Task – Look for "green" in each line of the records, and copy the lines that have it.

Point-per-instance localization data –
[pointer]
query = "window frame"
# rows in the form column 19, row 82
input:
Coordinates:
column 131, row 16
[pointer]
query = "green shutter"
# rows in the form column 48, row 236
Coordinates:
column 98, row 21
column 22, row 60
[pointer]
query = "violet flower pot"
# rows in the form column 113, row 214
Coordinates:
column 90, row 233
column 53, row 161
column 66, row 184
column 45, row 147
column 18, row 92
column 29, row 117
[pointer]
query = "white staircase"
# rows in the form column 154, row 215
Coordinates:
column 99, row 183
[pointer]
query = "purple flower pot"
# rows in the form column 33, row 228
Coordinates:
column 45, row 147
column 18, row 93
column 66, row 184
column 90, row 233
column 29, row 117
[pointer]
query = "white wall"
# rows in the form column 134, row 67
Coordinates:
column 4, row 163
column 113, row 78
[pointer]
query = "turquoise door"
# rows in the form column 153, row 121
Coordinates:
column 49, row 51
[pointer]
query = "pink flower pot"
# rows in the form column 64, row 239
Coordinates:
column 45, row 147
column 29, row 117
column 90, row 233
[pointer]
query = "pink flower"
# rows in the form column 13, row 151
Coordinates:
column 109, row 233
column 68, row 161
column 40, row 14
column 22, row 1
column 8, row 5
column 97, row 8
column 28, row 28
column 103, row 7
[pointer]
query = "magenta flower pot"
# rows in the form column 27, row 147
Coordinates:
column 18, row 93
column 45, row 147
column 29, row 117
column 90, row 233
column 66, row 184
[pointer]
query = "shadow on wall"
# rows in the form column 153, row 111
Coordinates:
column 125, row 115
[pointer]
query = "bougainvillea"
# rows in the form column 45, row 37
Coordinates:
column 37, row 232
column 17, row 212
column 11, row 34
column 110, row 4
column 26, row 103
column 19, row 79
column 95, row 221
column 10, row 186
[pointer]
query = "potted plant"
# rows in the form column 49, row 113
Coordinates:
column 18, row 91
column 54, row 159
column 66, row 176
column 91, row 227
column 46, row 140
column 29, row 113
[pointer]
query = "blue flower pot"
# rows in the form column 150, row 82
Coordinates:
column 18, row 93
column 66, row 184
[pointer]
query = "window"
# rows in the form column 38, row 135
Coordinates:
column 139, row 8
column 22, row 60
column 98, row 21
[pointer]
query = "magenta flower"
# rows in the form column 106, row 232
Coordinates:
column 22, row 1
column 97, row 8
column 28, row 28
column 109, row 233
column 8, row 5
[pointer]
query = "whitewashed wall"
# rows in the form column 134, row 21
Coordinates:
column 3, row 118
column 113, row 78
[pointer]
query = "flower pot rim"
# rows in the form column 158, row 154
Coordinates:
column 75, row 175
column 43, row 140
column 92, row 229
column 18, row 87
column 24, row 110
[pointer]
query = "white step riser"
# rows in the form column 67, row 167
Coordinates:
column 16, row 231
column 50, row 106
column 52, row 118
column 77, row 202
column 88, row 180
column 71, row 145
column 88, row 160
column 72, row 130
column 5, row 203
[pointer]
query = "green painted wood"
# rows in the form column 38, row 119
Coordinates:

Completed exercise –
query = "green shutter"
query = "green painted wood"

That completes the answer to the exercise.